» **AIM OF THE TASK**
Go through the entries below and pick out every line with "dark".

» **RECORDED DATA**
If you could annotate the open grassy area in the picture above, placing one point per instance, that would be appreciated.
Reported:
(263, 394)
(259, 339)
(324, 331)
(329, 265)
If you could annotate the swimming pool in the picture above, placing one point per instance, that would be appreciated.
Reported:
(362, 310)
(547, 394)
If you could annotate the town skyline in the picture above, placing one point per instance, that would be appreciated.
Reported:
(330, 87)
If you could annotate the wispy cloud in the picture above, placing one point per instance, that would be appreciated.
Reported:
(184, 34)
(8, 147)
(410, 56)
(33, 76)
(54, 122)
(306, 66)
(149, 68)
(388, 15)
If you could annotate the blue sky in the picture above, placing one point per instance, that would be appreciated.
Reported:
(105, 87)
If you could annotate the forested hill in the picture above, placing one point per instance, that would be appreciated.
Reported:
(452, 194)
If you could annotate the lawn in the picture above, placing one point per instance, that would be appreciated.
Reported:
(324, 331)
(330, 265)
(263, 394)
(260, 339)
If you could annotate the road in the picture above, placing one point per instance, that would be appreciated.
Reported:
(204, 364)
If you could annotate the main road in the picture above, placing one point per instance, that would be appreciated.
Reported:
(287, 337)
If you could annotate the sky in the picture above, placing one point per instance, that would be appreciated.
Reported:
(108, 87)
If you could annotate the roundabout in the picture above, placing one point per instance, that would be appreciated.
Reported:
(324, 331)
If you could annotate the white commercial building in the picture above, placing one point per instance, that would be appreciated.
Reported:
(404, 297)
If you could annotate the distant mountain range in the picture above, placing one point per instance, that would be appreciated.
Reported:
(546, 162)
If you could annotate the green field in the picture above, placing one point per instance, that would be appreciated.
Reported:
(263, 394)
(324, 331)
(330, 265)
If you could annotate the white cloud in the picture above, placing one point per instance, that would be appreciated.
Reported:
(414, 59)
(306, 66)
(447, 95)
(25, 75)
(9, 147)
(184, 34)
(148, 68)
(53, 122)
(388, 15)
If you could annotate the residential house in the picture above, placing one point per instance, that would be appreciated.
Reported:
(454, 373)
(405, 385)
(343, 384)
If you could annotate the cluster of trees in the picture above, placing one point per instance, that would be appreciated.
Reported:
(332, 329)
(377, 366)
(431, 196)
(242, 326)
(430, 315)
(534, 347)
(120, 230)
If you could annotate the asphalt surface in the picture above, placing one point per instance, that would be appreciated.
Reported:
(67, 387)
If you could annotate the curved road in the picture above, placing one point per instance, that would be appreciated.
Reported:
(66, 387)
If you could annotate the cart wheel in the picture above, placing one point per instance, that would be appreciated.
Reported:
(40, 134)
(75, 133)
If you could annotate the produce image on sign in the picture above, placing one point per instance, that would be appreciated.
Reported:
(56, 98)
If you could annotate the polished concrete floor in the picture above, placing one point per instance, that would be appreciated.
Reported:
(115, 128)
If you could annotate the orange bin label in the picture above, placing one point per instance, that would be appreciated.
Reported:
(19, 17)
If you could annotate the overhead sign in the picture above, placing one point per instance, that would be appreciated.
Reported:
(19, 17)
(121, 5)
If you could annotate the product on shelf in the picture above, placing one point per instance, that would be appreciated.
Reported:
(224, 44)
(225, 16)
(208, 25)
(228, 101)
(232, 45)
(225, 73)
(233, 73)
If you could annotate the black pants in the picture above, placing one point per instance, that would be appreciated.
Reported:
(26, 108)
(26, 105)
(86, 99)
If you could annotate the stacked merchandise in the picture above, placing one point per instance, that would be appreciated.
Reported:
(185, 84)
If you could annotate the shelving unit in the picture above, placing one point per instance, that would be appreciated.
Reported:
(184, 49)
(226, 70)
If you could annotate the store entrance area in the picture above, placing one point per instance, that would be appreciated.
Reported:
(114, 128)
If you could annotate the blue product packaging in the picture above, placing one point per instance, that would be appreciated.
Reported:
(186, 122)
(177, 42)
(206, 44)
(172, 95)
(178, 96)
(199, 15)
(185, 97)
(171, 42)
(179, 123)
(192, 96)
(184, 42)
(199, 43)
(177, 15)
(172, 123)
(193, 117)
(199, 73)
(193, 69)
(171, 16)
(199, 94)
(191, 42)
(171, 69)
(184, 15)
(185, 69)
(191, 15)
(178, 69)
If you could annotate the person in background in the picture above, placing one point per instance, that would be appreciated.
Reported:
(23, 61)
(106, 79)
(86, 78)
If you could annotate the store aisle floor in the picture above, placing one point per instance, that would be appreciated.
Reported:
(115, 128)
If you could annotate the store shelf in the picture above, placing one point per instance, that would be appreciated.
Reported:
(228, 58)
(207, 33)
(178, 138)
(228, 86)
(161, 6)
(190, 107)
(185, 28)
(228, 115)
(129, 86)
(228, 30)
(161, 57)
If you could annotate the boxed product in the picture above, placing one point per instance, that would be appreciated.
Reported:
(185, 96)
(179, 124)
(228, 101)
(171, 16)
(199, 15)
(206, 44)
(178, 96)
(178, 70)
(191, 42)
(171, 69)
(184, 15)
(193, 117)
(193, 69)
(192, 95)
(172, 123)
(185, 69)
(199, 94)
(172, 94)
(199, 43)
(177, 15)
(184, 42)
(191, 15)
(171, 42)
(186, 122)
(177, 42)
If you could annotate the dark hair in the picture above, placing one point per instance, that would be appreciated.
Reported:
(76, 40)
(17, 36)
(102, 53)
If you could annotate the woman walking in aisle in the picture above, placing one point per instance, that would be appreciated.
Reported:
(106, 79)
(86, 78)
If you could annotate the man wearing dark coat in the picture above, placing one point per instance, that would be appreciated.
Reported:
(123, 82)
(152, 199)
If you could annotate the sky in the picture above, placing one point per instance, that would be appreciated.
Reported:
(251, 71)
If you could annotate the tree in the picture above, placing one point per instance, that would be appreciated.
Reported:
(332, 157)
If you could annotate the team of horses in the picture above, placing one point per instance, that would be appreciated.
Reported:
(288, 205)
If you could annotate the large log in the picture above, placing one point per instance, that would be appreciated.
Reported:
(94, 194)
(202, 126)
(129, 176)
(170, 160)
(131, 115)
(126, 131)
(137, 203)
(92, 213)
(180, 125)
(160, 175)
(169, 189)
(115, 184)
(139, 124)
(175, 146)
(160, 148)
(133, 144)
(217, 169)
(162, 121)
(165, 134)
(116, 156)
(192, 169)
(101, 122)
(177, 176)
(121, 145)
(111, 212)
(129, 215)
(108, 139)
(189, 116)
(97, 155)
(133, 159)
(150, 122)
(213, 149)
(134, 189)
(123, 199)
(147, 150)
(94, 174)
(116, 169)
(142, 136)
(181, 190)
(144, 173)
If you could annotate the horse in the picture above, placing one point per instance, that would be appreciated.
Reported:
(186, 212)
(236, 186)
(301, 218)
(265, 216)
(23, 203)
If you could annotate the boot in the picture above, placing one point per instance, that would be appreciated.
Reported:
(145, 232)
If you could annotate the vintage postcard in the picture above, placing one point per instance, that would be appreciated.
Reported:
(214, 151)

» **REPLY**
If you could annotate the dark hair in the picture above, placing one point per instance, that would be appreciated.
If you could annotate the man wearing dark coat in the picture above, placing one point per instance, that would be appreciated.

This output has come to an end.